### Goal 1
Extract each line of the listing that contains the word "rings".

### Reading text
How odd that it was the good bits of Lord Browne's report that provoked the riots. The students have no legitimate grievance. It is the vice-chancellors who are in trouble. They are the ones who should have taken to the streets.
Someone has to pay for higher education. The burden could fall either on the taxpayer or on the graduate. Students want the taxpayer to bear the burden because – rationally – they want others to subsidise them. Students understand that, on graduation, most of them will join the middle classes. And they also understand that a disproportionate share of taxes is paid by the poor (indirect taxes are heavy and socially regressive) and by the rich (who, being rich, pay lots in direct taxes, which is why Whitehall loves bankers' bonuses).
So students will naturally want to shift the costs of higher education onto the other two classes of society.
But the Coalition Government believes that, because the prime beneficiaries of higher education are the graduates, they themselves should pay for it in fees (deferred, income-dependent, time-limited fees). The Coalition's critics – labelling the working classes as preternaturally debt-averse – invoke the spectre of social injustice, but the provisions in Browne's report relating to the Office for Fair Access (OFFA), and the continued rise in working-class participation since the advent of top-up fees, address that issue.
For vice-chancellors, however, Browne – and the Coalition's response to it – are worrying.
Fees will still be capped (at around £7,000 pa), so once £3bn has been cut from the Government's budgets, the older universities may not enjoy an increase in income (see the Oxford vice-chancellor's letter on his university website). Meanwhile, the vice-chancellors of the newer universities worry that potential students will question their value for money. So, Professor Les Ebdon of million+, the new universities' association, said that a market in fees would "damage participation".
Yet the real anxiety for vice-chancellors comes towards the end of Browne's report, where he proposes a comprehensive restructuring of the government agencies of higher education. There are six agencies on which Browne has designs: the Universities and Colleges Admissions Service (UCAS), the Student Loans Company (SLC), the Higher Education Funding Council for England (HEFCE), the Quality Assurance Agency (QAA), the Office of Independent Adjudication (OIA) and the OFFA.
Browne wants to subordinate the SLC to UCAS, which would then act as a one-stop-shop to coordinate both the admission of students to universities and the processing of their loan applications. The justification Browne gives for, effectively, fusing UCAS and the SLC into a new body which he calls Student Finance is that, currently, each body requires students to fill in a separate form.
This is a suspiciously weak justification. If, as Browne claims, students are thus deterred, why does he simply not ask the two bodies to design a joint form? But Browne has a deeper, coercive, plan for Student Finance.
Browne wants to fuse the other four bodies, HEFCE, QAA, OIA and OFFA into one new entity, to be called the Higher Education Council.

### Record list
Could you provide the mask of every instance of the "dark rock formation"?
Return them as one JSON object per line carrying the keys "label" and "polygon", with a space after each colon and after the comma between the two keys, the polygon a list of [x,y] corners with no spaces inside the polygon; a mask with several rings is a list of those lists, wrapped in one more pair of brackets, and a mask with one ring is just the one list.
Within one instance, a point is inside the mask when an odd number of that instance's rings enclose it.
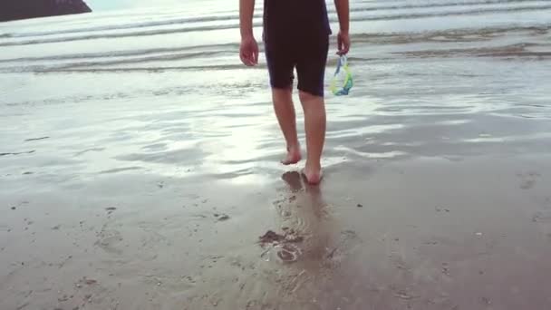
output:
{"label": "dark rock formation", "polygon": [[0,0],[0,22],[88,12],[82,0]]}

### Goal 2
Reproduce, word for word, the stretch of the university funding piece from "Browne wants to subordinate" through "for Student Finance.".

### Complete answer 1
Return them as one JSON object per line carrying the keys "label" and "polygon", with a space after each colon and after the comma between the two keys, the polygon a list of [x,y] corners with no spaces inside the polygon; a mask with several rings is a list of those lists, wrapped in one more pair of brackets, and a mask with one ring is just the one list.
Within one instance, a point is inside the mask when an odd number of that instance's rings enclose it.

### Complete answer 2
Browne wants to subordinate the SLC to UCAS, which would then act as a one-stop-shop to coordinate both the admission of students to universities and the processing of their loan applications. The justification Browne gives for, effectively, fusing UCAS and the SLC into a new body which he calls Student Finance is that, currently, each body requires students to fill in a separate form.
This is a suspiciously weak justification. If, as Browne claims, students are thus deterred, why does he simply not ask the two bodies to design a joint form? But Browne has a deeper, coercive, plan for Student Finance.